▶ _Texto proporcionado_:
Es la misma canción de los últimos veranos en Francia.
En cuanto llega el calor, los gitanos franceses —entre 400.000 y
600.000, según las últimas estimaciones oficiales— se suben a sus
caravanas y empiezan a circular por el país para visitar a sus primos,
vender sus productos en los mercados de las costas y / o peregrinar con
las misiones de la Iglesia evangelista. Los gitanos justifican así
durante unos meses su falsaria y romántica denominación oficial de gens de voyage
(gentes de viaje o pueblo nómada, aunque cada vez menos gitanos o
manouches lo son), y los políticos aprovechan para entrar en pánico y
dar rienda suelta libre al odioso —pero electoralmente muy rentable—
discurso antigitano.
Este año, el gatillo de la polémica estival lo ha apretado el alcalde de Niza, Christian Estrosi, un barón de la conservadora Unión por un Movimiento Popular (UMP) que compite en populismo con el Frente Nacional
(FN), siempre pujante en esa adinerada zona del sureste país. Hace unos
días, Estrosi exhortó a los alcaldes de Francia a hacer lo que hace él:
“mater” (una palabra que se puede traducir por domar, reprimir,
desalojar, pero también por matar) a esos “delincuentes” que instalan
sus caravanas en terrenos ilegales. El alcalde añadió: “Son unas
caravanas grandes y bonitas, (…) los franceses necesitarían una vida
entera para poder pagárselas”.
Furioso porque un grupo de gitanos (franceses) había acampado en un
campo de fútbol municipal cuando una etapa del Tour iba a llegar a Niza,
Estrosi debió de recordar que falta menos de un año para las elecciones
municipales y aprovechó para igualar la artillería racista lanzada unos
días antes por Jean-Marie Le Pen. El fundador del FN comentó que había
detectado la presencia “urticante y digamos… odorífera” de los gitanos, y
alertó contra la “inminente llegada de 50.000 de ellos a Niza”.

▶ _Registros_:
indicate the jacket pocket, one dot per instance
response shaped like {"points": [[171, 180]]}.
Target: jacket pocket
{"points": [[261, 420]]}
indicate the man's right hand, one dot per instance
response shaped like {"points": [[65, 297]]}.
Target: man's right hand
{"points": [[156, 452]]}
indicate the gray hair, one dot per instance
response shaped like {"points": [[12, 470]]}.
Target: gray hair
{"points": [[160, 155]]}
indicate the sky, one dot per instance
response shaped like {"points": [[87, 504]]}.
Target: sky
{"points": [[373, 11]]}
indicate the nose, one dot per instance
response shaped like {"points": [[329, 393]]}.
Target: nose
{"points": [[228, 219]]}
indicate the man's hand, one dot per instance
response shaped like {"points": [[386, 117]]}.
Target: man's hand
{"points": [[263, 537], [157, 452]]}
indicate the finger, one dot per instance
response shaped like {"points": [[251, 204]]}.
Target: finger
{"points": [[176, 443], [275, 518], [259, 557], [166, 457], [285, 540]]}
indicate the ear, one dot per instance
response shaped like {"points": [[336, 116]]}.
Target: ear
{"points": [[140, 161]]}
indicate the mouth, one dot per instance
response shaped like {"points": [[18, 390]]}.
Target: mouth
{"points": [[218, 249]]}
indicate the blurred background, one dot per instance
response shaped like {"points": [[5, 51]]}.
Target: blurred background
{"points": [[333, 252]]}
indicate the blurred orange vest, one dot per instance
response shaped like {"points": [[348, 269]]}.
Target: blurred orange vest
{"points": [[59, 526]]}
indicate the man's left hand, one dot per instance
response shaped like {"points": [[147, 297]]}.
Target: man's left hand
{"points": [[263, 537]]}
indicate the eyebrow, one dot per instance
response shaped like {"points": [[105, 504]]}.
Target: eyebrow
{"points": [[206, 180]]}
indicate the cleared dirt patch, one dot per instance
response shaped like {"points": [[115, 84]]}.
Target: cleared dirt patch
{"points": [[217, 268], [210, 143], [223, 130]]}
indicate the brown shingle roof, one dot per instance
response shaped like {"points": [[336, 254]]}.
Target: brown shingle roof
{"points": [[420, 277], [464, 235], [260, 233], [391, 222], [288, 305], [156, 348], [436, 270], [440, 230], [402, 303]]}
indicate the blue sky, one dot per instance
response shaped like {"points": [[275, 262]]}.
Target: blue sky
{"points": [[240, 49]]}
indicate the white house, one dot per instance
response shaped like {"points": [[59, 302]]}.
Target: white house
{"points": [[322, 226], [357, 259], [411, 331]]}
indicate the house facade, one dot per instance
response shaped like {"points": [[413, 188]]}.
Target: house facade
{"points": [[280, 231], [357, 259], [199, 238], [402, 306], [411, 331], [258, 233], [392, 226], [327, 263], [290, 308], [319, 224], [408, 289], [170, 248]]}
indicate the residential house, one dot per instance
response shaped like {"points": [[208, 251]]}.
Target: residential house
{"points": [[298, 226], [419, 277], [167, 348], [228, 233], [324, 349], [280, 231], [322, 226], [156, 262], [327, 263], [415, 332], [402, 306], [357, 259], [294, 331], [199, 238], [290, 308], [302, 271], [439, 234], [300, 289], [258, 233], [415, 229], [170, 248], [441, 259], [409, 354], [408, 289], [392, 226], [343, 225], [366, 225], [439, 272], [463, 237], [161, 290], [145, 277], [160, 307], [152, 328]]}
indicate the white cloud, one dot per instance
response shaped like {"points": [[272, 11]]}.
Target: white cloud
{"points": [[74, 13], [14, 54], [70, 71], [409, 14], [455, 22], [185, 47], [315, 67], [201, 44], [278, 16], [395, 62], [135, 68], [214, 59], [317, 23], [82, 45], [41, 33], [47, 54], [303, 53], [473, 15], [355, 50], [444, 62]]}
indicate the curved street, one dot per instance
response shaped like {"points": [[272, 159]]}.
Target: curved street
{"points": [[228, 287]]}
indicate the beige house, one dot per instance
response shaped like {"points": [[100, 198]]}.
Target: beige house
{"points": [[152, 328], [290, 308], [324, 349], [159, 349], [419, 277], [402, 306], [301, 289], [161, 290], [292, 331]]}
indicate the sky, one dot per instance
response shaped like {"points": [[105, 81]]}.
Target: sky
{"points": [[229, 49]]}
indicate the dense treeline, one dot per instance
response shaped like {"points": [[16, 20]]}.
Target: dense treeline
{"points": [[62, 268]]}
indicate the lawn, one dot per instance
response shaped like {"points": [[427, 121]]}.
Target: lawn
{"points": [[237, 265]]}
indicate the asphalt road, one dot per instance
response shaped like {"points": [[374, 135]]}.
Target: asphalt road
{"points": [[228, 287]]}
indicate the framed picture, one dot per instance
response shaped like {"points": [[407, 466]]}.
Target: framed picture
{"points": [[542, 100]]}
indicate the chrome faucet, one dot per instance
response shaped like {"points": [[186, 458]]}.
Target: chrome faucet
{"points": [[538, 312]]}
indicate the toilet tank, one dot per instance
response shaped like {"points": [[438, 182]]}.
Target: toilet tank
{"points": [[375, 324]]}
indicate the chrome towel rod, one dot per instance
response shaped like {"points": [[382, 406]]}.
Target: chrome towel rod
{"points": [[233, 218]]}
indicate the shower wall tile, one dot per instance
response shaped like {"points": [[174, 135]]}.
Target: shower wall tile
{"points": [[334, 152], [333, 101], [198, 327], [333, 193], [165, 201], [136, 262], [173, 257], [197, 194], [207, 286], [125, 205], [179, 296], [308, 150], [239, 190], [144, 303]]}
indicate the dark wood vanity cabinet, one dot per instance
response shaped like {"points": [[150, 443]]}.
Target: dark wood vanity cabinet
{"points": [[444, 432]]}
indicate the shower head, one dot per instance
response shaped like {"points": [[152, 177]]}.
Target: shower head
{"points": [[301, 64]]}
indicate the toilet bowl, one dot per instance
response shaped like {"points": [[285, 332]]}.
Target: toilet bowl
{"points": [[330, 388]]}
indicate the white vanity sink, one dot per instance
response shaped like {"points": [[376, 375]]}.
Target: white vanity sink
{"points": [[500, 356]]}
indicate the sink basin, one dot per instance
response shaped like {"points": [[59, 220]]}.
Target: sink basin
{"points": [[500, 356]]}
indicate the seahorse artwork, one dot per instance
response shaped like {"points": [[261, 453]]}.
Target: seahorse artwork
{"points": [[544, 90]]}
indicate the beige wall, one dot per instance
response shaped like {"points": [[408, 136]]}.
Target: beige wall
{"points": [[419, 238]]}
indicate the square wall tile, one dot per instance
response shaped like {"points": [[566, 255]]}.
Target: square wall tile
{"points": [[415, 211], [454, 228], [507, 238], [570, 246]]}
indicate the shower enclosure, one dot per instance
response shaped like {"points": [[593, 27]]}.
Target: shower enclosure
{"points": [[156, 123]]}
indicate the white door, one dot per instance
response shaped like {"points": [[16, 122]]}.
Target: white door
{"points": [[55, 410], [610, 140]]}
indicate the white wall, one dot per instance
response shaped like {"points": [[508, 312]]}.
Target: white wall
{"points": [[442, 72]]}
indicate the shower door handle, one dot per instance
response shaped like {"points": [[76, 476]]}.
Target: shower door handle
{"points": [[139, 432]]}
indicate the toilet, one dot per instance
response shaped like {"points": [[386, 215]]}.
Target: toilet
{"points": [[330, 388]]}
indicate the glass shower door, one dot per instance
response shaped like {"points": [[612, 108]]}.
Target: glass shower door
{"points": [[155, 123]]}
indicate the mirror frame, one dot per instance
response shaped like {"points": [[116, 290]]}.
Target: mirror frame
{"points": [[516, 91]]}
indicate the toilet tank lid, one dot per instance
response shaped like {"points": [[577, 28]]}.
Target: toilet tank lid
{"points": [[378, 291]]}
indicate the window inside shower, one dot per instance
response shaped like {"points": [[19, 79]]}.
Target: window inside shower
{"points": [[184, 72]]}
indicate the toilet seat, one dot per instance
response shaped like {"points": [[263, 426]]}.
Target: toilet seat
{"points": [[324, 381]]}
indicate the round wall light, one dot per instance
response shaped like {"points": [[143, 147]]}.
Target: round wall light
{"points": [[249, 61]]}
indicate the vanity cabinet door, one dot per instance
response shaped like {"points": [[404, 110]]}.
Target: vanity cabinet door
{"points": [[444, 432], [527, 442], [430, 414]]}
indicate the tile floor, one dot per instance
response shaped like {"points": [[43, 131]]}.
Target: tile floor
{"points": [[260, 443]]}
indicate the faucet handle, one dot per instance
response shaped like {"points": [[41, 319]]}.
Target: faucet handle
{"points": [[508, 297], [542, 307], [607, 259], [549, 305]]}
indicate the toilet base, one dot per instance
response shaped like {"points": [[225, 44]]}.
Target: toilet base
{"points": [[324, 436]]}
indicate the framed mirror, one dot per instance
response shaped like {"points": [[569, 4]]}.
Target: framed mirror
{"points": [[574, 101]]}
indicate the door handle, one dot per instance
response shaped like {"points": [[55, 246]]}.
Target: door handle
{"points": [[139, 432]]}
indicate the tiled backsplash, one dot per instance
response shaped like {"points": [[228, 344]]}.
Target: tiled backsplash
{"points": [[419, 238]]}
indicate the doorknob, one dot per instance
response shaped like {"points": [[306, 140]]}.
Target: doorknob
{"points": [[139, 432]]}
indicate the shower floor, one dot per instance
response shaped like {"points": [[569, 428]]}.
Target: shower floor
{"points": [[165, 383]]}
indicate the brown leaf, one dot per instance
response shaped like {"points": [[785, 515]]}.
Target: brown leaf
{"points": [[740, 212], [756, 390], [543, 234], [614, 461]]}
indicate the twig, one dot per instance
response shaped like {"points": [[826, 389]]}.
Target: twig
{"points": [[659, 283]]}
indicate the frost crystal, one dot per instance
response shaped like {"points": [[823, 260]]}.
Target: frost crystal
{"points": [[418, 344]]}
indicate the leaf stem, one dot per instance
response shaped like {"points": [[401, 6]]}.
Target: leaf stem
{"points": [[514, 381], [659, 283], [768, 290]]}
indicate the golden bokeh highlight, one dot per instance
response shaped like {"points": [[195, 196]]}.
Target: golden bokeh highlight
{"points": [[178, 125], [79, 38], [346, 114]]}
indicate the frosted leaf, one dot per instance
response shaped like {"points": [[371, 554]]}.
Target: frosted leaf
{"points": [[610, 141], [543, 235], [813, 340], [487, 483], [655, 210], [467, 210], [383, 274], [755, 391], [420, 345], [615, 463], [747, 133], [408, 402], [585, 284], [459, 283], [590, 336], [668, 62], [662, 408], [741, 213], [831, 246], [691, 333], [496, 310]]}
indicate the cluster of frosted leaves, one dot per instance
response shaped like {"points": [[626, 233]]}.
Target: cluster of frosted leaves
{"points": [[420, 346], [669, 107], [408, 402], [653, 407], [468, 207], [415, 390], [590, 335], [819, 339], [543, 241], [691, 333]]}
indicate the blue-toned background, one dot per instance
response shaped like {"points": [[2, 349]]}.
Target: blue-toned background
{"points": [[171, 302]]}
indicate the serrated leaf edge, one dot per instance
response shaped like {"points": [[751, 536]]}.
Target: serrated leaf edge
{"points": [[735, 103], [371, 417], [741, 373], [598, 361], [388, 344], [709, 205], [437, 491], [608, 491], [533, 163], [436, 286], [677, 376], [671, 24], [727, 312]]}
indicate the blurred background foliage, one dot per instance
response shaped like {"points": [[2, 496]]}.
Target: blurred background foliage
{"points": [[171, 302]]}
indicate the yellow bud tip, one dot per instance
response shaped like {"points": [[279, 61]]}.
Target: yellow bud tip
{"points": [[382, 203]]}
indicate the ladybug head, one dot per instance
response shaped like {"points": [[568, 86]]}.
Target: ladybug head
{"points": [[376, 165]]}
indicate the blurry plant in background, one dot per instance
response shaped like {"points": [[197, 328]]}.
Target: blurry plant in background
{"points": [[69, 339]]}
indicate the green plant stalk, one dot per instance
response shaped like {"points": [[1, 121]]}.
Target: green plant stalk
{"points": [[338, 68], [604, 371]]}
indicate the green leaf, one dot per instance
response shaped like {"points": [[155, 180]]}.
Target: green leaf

▶ _Qué se pide_:
**a.** Enumera las palabras en español que el artículo sobre los gitanos franceses ofrece como posibles traducciones de "mater".
**b.** Por favor, prosigue el artículo sobre los gitanos franceses a partir de su última oración.
Los registros no tienen relación con el artículo sobre los gitanos franceses.

▶ _Resultados obtenidos_:
**a.** domar, reprimir, desalojar, matar

**b.**
Le Pen y Estrosi desataron la indignación de algunos dirigentes de la
mayoría socialista, mientras SOS Racismo denunciaba al alcalde en los
tribunales por “incitación al odio racial”, y la marea del odio se desplazaba hasta la costa atlántica,
donde dos munícipes, uno de la UMP en el Loira y otro socialista de
Normandía, amenazaron con dimitir si los gitanos no se iban enseguida de
sus pueblos.
Mientras, en otras esquinas del Hexágono, regidores y prefectos
aprovechaban el principio de las vacaciones escolares para desmantelar
los campamentos de gitanos rumanos y búlgaros (se calcula que hay 15.000
en total) que no habían podido clausurar antes porque algunos niños
estaban escolarizados y la ley se lo impedía.
La deriva ha coincidido con una nueva amonestación del Consejo de
Europa a París por el tratamiento dado a los gitanos, especialmente en
la “fracasada escolarización” de los menores, y con la publicación del
desolador informe anual de la ONG Romeurope, que afirma que la comunidad
romaní se topa en Francia con “dificultades múltiples y sistemáticas”.
Entre otras, “desalojos repetidos, expulsiones, y [restricción del]
acceso a los derechos fundamentales [vivienda, sanidad, trabajo, escuela
y derechos sociales]”.
Las asociaciones alertan además de que la violencia contra los
gitanos no deja de aumentar. En el primer trimestre de 2013, más de
4.000 personas fueron desahuciadas de sus precarias viviendas, y una
cuarta parte tuvo que hacerlo a toda prisa porque sus campamentos fueron
atacados o incendiados, según la Asociación Europea por los Derechos
Humanos. Como pasó en Nápoles en 2008, la tarea se reparte entre los
ciudadanos de a pie (1.007 desplazados por ataques de vecinos), la
policía (2.873) y las órdenes de repatriación (272).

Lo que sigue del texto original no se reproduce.